TREŚĆ ZADANIA
Przepisz, proszę, wszystkie rekordy poniżej, zastępując każde wystąpienie „A formatted sample” frazą „An example in this format”. Resztę tekstu pozostaw bez zmian.

(Rekordy zbioru danych do segmentacji)
# # # #
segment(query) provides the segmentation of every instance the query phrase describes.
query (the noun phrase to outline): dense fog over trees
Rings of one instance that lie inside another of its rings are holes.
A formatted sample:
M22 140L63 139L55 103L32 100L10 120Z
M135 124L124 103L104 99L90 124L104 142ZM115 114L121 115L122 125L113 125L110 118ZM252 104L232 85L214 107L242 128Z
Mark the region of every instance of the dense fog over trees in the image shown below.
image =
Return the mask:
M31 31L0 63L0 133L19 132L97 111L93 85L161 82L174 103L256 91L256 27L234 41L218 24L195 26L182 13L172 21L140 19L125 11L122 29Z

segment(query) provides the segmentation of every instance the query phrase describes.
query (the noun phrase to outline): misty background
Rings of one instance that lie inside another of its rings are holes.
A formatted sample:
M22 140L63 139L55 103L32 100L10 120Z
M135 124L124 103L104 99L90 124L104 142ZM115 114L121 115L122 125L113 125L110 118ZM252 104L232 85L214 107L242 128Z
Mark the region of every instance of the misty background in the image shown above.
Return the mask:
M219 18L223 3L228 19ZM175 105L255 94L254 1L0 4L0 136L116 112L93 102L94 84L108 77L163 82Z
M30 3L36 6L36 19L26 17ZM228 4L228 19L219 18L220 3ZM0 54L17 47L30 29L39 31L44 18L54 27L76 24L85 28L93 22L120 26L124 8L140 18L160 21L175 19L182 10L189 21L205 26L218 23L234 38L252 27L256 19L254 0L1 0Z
# # # #
POPRAWNY WYNIK
segment(query) provides the segmentation of every instance the query phrase describes.
query (the noun phrase to outline): dense fog over trees
Rings of one instance that lie inside another of its rings are holes.
An example in this format:
M22 140L63 139L55 103L32 100L10 120Z
M135 124L124 103L104 99L90 124L104 142ZM115 114L121 115L122 125L113 125L110 118ZM252 104L232 85L214 107L242 128Z
Mark the region of every instance of the dense fog over trees in the image shown below.
image =
Return the mask:
M31 31L0 63L0 133L19 132L97 111L93 85L161 82L174 103L256 91L256 27L234 41L218 24L195 26L182 13L172 21L140 19L125 11L122 29Z

segment(query) provides the segmentation of every instance the query phrase describes.
query (the noun phrase to outline): misty background
Rings of one instance that lie inside another of its rings are holes.
An example in this format:
M22 140L63 139L55 103L32 100L10 120Z
M135 124L124 103L104 99L90 124L104 142ZM115 114L121 115L122 125L113 125L110 118ZM252 104L232 85L214 107L242 128Z
Mark the region of every instance of the misty background in the image shown above.
Return the mask:
M219 18L223 3L228 19ZM175 105L255 94L254 1L0 4L0 136L116 112L93 102L94 84L108 77L163 82Z
M30 3L36 6L36 19L26 17ZM228 4L228 19L219 18L220 3ZM0 54L17 47L30 29L39 31L44 18L54 27L76 24L85 28L93 22L120 26L124 8L140 18L160 21L175 19L182 10L189 21L205 26L218 23L234 38L252 27L256 19L254 0L1 0Z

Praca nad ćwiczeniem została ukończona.